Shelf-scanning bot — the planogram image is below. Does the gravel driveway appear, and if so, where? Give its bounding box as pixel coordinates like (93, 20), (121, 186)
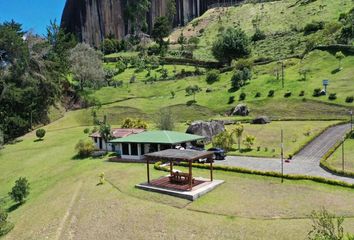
(215, 124), (354, 184)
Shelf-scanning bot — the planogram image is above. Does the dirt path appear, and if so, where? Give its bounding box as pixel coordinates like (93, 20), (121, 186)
(216, 124), (354, 184)
(54, 181), (82, 240)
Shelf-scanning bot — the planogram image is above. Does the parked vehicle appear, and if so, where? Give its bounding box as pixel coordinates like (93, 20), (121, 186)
(208, 148), (226, 160)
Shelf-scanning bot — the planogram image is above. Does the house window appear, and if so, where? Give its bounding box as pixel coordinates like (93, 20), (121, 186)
(122, 143), (129, 155)
(130, 143), (138, 156)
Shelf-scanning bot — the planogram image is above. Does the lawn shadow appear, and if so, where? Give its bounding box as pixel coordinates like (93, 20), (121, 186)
(7, 203), (22, 212)
(331, 68), (340, 74)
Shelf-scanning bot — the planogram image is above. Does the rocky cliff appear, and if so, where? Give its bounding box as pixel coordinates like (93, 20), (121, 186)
(61, 0), (213, 47)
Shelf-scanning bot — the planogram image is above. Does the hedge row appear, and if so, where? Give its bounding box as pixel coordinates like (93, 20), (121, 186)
(154, 162), (354, 188)
(320, 129), (354, 178)
(0, 222), (15, 238)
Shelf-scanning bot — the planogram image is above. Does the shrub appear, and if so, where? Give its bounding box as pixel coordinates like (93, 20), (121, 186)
(212, 131), (233, 151)
(308, 208), (344, 240)
(268, 90), (275, 97)
(227, 96), (235, 104)
(0, 207), (14, 237)
(36, 128), (46, 139)
(304, 21), (325, 34)
(284, 91), (291, 98)
(205, 70), (220, 84)
(312, 88), (323, 97)
(328, 93), (337, 100)
(251, 28), (267, 42)
(231, 67), (252, 91)
(345, 96), (354, 103)
(75, 140), (95, 157)
(243, 135), (256, 149)
(239, 93), (246, 101)
(9, 177), (30, 204)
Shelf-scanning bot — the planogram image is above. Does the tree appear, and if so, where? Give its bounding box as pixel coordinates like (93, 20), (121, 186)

***

## THE REQUEST
Reproduce the items from the start of the items through the line with "(215, 124), (354, 184)", both ends included, keeping the requests and their sample coordinates unchanged. Shift every bounding-box coordinate in the answers by adding 15 to each number, and leave the pictures out.

## EXERCISE OUTPUT
Shelf-scanning bot — the planogram image is below. Does the gravel driveway appear, and if so, where? Give its bounding box as pixel coordinates like (93, 20), (121, 186)
(230, 139), (369, 199)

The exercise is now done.